Given request – In full and without alteration, give the listing again.

The records –
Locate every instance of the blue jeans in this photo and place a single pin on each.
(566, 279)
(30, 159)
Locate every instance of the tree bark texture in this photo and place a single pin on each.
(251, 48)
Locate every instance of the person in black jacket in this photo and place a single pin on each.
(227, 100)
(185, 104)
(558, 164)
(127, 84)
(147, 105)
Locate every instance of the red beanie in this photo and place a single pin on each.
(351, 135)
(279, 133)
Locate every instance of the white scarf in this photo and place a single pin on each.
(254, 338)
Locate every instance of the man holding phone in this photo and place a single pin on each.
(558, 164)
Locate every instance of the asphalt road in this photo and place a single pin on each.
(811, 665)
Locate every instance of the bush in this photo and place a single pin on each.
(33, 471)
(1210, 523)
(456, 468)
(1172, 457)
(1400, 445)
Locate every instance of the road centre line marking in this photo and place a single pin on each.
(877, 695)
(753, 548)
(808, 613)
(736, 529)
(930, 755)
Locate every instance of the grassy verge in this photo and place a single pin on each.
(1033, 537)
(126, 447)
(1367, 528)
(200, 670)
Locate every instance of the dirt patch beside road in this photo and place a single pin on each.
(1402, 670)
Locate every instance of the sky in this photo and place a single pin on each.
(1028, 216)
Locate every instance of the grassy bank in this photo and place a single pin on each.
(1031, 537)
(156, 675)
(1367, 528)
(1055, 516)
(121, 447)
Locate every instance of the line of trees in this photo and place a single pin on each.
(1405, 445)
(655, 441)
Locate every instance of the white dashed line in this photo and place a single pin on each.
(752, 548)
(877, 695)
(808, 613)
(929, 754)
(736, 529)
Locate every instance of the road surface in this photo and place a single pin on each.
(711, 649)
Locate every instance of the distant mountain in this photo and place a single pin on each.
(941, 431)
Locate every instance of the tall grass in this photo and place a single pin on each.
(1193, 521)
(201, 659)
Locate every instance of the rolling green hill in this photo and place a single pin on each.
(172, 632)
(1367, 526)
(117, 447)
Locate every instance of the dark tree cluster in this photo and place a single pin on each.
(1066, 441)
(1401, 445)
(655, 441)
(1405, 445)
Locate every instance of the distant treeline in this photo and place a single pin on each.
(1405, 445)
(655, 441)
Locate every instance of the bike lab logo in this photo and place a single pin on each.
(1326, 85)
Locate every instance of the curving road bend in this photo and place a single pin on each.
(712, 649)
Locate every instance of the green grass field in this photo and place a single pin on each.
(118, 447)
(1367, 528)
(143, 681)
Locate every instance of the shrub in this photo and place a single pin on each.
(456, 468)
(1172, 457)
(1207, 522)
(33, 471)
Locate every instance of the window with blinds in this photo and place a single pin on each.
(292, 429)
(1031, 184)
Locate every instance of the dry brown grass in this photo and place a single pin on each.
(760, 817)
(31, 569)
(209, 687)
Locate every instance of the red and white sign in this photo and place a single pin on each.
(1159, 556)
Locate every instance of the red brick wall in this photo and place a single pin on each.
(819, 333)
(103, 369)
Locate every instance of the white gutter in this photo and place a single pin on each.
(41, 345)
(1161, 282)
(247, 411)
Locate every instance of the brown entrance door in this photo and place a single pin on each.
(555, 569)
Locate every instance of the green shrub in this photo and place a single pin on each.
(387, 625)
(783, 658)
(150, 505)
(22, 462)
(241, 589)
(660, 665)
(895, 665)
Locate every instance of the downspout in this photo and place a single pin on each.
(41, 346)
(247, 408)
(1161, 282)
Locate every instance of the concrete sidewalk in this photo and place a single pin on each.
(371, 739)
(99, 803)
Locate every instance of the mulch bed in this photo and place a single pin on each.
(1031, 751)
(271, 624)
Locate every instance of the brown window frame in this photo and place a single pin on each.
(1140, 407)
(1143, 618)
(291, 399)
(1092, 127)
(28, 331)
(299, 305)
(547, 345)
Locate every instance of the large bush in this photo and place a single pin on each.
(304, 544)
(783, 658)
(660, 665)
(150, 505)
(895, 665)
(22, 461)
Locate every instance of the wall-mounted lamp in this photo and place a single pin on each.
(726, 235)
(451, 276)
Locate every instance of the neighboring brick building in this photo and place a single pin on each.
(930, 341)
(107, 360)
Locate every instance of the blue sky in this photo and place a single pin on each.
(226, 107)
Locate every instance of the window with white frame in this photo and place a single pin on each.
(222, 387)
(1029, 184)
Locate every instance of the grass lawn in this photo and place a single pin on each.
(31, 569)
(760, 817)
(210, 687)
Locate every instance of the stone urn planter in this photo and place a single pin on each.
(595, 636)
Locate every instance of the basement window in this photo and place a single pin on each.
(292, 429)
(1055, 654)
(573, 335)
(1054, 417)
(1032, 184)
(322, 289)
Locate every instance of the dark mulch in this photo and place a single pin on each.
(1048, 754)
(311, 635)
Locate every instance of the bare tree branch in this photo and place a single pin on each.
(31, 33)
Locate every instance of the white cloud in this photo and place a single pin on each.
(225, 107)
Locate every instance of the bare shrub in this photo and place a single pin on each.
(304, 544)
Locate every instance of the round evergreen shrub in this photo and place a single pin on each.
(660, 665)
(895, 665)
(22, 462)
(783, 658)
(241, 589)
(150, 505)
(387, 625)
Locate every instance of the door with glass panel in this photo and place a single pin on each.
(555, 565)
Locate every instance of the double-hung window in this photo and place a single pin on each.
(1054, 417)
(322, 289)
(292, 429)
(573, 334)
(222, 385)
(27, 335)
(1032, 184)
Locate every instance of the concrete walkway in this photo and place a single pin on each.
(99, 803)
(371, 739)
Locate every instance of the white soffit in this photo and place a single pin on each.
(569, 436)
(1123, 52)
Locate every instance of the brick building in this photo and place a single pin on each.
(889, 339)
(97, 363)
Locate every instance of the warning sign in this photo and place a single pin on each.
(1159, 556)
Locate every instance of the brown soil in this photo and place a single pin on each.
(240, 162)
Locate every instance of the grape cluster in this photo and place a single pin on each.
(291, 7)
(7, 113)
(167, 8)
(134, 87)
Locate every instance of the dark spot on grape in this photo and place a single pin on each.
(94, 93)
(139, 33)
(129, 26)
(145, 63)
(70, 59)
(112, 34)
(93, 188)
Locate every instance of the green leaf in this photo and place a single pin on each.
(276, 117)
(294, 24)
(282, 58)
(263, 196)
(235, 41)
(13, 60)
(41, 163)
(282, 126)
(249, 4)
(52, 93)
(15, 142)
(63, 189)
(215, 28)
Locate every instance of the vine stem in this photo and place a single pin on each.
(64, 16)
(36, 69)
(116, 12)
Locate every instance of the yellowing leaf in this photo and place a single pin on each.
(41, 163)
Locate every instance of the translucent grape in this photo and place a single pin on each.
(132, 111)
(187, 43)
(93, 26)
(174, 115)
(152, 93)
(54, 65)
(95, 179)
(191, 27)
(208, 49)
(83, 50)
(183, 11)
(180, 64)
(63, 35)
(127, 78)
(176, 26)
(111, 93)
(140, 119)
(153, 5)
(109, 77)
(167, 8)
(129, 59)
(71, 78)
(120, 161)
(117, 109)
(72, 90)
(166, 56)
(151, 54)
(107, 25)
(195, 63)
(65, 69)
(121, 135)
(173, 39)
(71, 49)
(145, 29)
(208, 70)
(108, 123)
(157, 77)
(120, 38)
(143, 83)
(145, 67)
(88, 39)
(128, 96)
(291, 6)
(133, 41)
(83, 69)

Response for this exercise –
Locate every instance of the blue jeans in this photo and place a single pin on each.
(566, 279)
(30, 159)
Locate every instance of the tree bark texture in this photo and place a single pin on each.
(251, 48)
Locate every instance of the person in black jacket in this photo and place a single pin on each.
(227, 100)
(185, 104)
(558, 164)
(127, 84)
(147, 105)
Locate every instance of the red beanie in this photo and place a single pin on each.
(351, 135)
(279, 133)
Locate every instance of the white scarf in this photo and place a single pin on each.
(254, 338)
Locate every instance of the man holding phone in this photo and place a single pin on each.
(558, 164)
Locate every instance of the asphalt road in this photo and place a single pin on each.
(811, 665)
Locate every instance of the bush in this photo and place a single pin on each.
(33, 471)
(1210, 523)
(456, 468)
(1172, 457)
(1400, 445)
Locate every instance of the road centre line marking in this photo and place a single pin on each.
(877, 695)
(753, 548)
(808, 613)
(736, 529)
(930, 755)
Locate every instance of the grassy verge in this photo and place a single pin on each.
(1033, 537)
(126, 447)
(1367, 528)
(200, 670)
Locate every instance of the dirt patch beside road in this photo and place a single pin on each.
(1402, 670)
Locate every instance of the sky in this photo and place a single pin on each.
(1028, 216)
Locate every instance of the grassy bank in this photo and place a single pin on each.
(1031, 537)
(156, 675)
(1367, 528)
(1055, 516)
(121, 447)
Locate every instance of the line of trees in this photo and place a single pin on each.
(1405, 445)
(655, 441)
Locate every instance of the white dashed line in this photo and place a single pin on each.
(752, 548)
(877, 695)
(808, 613)
(929, 754)
(736, 529)
Locate every instance of the road surface in this photo and place a single pin on each.
(711, 649)
Locate every instance of the distant mountain in this photo and place a single pin on each.
(941, 431)
Locate every instance of the tall grass in this photo and place a single pin on each.
(1193, 521)
(201, 659)
Locate every instance of the rolling green hill in this photo and place a single pin on each.
(172, 632)
(1367, 526)
(117, 447)
Locate every instance of the dark tree cluster in this photo and place a single pin on each.
(1066, 441)
(1401, 445)
(655, 441)
(1405, 445)
Locate every instance of the distant treeline in this photo and place a single pin on each.
(1405, 445)
(655, 441)
Locate every instance of the bike lab logo in this photo and place a single pin on each.
(1326, 85)
Locate every instance of the curving road bend in this photo and place a single pin on each.
(712, 649)
Locate every instance of the green grass field in this photo and place a single pin on each.
(118, 447)
(1367, 528)
(143, 681)
Locate every instance of the shrub in this photo and place a single pin on each.
(456, 468)
(1172, 457)
(1207, 522)
(33, 471)
Locate every instance of the window with blinds in this photo and place a single pin on each.
(292, 429)
(1031, 184)
Locate every instance of the dry brown grass in this photo and place a single pin on each.
(760, 817)
(31, 569)
(209, 687)
Locate every instance of the red and white sign in this photo and place a single pin on each.
(1159, 556)
Locate every instance of the red brick wall in this photo and place a single pin on each.
(819, 333)
(103, 369)
Locate every instance of the white gutter in this photo and place a single pin on each.
(41, 345)
(1161, 282)
(247, 411)
Locate every instance of the brown entrance door in this photo and place a single pin on each.
(555, 569)
Locate every instance of the green shrub in this photo and place a single pin on each.
(387, 625)
(783, 658)
(150, 505)
(22, 462)
(241, 589)
(660, 665)
(895, 665)
Locate every instance of the downspout in this photo and place a single pin on each.
(41, 346)
(247, 408)
(1161, 282)
Locate every instance of the concrete sidewalk in this photo and place a single pin on each.
(371, 739)
(99, 803)
Locate every instance of the mulch bed in this photo and place a single pin on each.
(1031, 751)
(271, 624)
Locate every instance of the brown window frame in this photo and place a single pin on each.
(1140, 407)
(1143, 618)
(291, 399)
(1092, 127)
(28, 331)
(299, 305)
(547, 345)
Locate every instance of the large bush in this photo and place a single pin on each.
(304, 544)
(783, 658)
(660, 665)
(150, 505)
(895, 665)
(22, 461)
Locate every instance of the wall-mounted lamp in this photo and place a single pin on each.
(726, 235)
(451, 276)
Locate every instance of the neighboring brick building in this photo and place a single pin on each.
(930, 341)
(107, 360)
Locate every instance of the blue sky in this photo and place a single pin on each.
(226, 107)
Locate every instance of the window with white frame in this photo and place a single pin on each.
(222, 387)
(1029, 184)
Locate every instance of the grass lawn in this photo and place a single pin on each.
(31, 569)
(760, 817)
(210, 687)
Locate every instance of the stone urn planter in this photo and place a single pin on each.
(595, 636)
Locate every instance of the basement window in this photo and place a single pin on each.
(292, 429)
(1055, 654)
(573, 335)
(1054, 417)
(1032, 184)
(322, 289)
Locate every instance of the dark mulch in this photo and place a single pin on each.
(1048, 754)
(311, 635)
Locate every instance of the bare tree branch in this photo and place a single pin on each.
(31, 33)
Locate every instance of the white cloud in this photo and place a single pin on each.
(225, 107)
Locate every instance of the bare shrub in this photo and place a single pin on each.
(304, 544)
Locate every instance of the round evergreen shrub in this photo and place a single pin on each.
(660, 665)
(895, 665)
(22, 462)
(783, 658)
(241, 589)
(150, 505)
(387, 625)
Locate every instance of the door with glass panel in this photo and place a single pin on each.
(555, 565)
Locate every instance of the double-hung window in this photo and place a single pin on each.
(1054, 417)
(322, 289)
(292, 429)
(573, 334)
(222, 385)
(27, 335)
(1032, 184)
Locate every instance of the concrete walkway in this photo and place a single pin on each.
(99, 803)
(371, 739)
Locate every instance of the white soffit in this photo and place a single pin on each.
(569, 436)
(1123, 52)
Locate every instance of the brick building in this photo and place a single pin on each.
(889, 339)
(97, 363)
Locate every instance of the warning sign in this photo and place a single pin on each.
(1159, 556)
Locate every instance of the brown soil in this photo and place a single pin on each.
(240, 162)
Locate every instance of the grape cluster in this photo and place a single pin on each.
(291, 7)
(7, 113)
(167, 8)
(134, 87)
Locate every instance of the dark spot on grape in this photo and place a single pin on each.
(94, 93)
(139, 33)
(129, 26)
(145, 63)
(70, 59)
(112, 34)
(93, 188)
Locate every instance of the green leaf in this photo and place a single pin on each.
(276, 117)
(294, 24)
(282, 58)
(263, 196)
(235, 41)
(13, 60)
(41, 163)
(282, 126)
(249, 4)
(52, 93)
(15, 142)
(63, 189)
(215, 28)
Locate every instance of the vine stem in this photo and place a single pin on each.
(64, 16)
(36, 69)
(116, 12)
Locate every instance of the yellowing leaf in this photo and place a single pin on each.
(41, 163)
Locate every instance of the translucent grape in this photo and place a single pin on each.
(132, 111)
(187, 43)
(93, 26)
(174, 115)
(152, 93)
(54, 65)
(95, 179)
(191, 27)
(208, 49)
(83, 50)
(183, 11)
(180, 64)
(63, 35)
(127, 78)
(176, 26)
(111, 93)
(140, 119)
(153, 5)
(109, 77)
(167, 8)
(129, 59)
(71, 78)
(120, 161)
(117, 109)
(72, 90)
(166, 56)
(151, 54)
(107, 25)
(195, 63)
(65, 69)
(121, 135)
(173, 39)
(71, 49)
(145, 29)
(208, 70)
(108, 123)
(157, 77)
(120, 38)
(143, 83)
(145, 67)
(88, 39)
(128, 96)
(291, 6)
(133, 41)
(83, 69)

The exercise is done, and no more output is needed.